**Elenco compiti**:
A. Restituisci ogni riga dei record che contiene la stringa "breast", distinguendo tra maiuscole e minuscole.
B. Prosegui il testo su euro e democrazia, scrivendo la parte che segue l'ultima frase riportata.

**Testo estratto**:
Se pensate che il nostro problema più grave sia la difficile situazione economica dell’eurozona, vi sbagliate di grosso. Il nostro primo problema è la democrazia, per le ragioni così chiaramente espresse da Axel Leijonhufvud cinque anni fa. L’Eurozona è l’apice della filosofia politica del “vincolo esterno”, ben descritta da Kevin Featherstone. L’indipendenza della banca centrale è il mezzo per un fine ben definito e apertamente dichiarato: sottrarre il governo degli Stati sovrani ai politici eletti al fine di dare il potere ad una élite tecnocratica transnazionale non eletta (per favore, date un’occhiata al paper di Featherstone prima di dar sfogo alla vostra retorica populista sul sogno europeo). L’euro incarna l’indipendenza della banca centrale attraverso l’articolo 123 del Trattato sul Funzionamento dell’Unione Europea. Ne deriva che tutti quelli che oggi difendono l’euro, sia direttamente, come Draghi, che indirettamente, come gli “appellisti” o Hans Werner Tsipras, sta in realtà difendendo questa filosofia politica. Purtroppo, si scopre che questa filosofia era (ed è tuttora) fondata su due basi molto pericolanti: la fiducia ingenua nell’esistenza di un optimum economico “puramente tecnico”, e la visione machiavellica e paternalistica che i “buoni pastori” possano mentire alle pecore per spingerle nella giusta direzione.

**Record del dataset**:

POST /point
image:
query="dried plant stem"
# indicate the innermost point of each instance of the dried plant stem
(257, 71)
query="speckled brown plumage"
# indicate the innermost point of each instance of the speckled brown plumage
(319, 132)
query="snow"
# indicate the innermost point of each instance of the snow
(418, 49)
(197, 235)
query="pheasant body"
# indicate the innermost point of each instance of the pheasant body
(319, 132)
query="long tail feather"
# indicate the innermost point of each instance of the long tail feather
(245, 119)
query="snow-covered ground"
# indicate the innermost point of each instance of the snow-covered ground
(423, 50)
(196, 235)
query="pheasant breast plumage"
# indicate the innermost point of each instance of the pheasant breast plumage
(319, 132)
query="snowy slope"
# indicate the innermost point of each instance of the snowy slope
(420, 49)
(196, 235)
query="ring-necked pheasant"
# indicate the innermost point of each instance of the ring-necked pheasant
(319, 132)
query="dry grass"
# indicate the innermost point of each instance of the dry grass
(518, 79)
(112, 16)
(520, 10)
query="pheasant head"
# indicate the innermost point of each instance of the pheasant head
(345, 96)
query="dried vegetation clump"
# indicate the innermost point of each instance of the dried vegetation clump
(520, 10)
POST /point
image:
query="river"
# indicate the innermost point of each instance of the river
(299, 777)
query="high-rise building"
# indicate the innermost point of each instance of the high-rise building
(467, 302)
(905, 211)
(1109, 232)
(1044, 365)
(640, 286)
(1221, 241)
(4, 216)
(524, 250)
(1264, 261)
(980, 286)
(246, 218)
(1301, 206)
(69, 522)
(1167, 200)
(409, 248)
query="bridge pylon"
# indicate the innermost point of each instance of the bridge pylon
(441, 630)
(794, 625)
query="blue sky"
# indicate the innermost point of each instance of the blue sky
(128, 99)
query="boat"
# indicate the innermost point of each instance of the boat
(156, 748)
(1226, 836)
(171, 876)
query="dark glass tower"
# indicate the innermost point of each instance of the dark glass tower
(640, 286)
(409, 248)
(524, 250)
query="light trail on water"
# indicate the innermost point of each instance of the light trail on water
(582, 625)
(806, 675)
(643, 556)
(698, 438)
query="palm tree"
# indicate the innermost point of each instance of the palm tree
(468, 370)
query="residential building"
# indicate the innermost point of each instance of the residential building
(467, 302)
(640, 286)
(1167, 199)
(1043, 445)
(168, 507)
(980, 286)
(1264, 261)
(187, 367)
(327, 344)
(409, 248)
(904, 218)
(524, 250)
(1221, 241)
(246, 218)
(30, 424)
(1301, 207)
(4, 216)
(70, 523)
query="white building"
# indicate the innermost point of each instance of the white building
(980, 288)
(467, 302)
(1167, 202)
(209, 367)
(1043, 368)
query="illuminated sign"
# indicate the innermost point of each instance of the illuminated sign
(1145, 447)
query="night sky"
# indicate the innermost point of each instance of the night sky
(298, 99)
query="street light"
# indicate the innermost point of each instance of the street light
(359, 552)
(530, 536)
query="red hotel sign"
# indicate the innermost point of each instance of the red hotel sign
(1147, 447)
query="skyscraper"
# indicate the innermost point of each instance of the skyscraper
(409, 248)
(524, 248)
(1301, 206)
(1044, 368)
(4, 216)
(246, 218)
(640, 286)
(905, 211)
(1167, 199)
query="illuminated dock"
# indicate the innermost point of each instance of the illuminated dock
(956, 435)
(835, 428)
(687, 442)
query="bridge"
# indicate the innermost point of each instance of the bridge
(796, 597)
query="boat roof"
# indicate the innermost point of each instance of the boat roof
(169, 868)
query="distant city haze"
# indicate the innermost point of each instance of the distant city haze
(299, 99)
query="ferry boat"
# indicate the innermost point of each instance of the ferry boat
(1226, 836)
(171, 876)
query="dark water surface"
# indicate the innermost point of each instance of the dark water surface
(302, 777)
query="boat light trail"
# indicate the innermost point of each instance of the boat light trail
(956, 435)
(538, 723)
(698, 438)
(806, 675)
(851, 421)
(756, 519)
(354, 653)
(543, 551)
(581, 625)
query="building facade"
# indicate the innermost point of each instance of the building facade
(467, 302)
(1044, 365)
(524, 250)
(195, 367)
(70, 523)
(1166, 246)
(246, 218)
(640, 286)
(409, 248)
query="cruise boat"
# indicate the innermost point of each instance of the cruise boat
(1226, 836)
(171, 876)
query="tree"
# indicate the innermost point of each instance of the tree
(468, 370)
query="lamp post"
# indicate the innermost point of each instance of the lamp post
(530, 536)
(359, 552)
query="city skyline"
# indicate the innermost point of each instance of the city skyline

**Risultati dei compiti**:
A.
query="pheasant breast plumage"
# indicate the innermost point of each instance of the pheasant breast plumage

B.
Sul primo punto, mi permetto di segnalare alla vostra attenzione che l’inflazione ottimale non è come la temperatura ottimale di una stanza, che come è ben noto si situa in un piccolo intervallo tra 20 e 23 ° C (68 e 73 ° F), e che può essere regolata da un dispositivo tecnico; non c’è un accordo generale sulla definizione di tasso di inflazione ottimale, l’approccio alla Sheridan della BCE (l’unica inflazione buona è l’inflazione morta) ci ha spinto oltre il limite di un completo disastro, e dal momento che l’inflazione influenza la ricchezza e la distribuzione del reddito (come Leijonhufvud ci ricorda), non potete farla regolare dal “termostato” di una banca centrale tecnocratica: dovete farla regolare dai politici, e da una banca centrale che obbedisca loro. Be’, scusate, ho sbagliato. Non “dovete”. Dovreste, se credete nella democrazia, che è qualcosa che nessuno può costringervi a fare.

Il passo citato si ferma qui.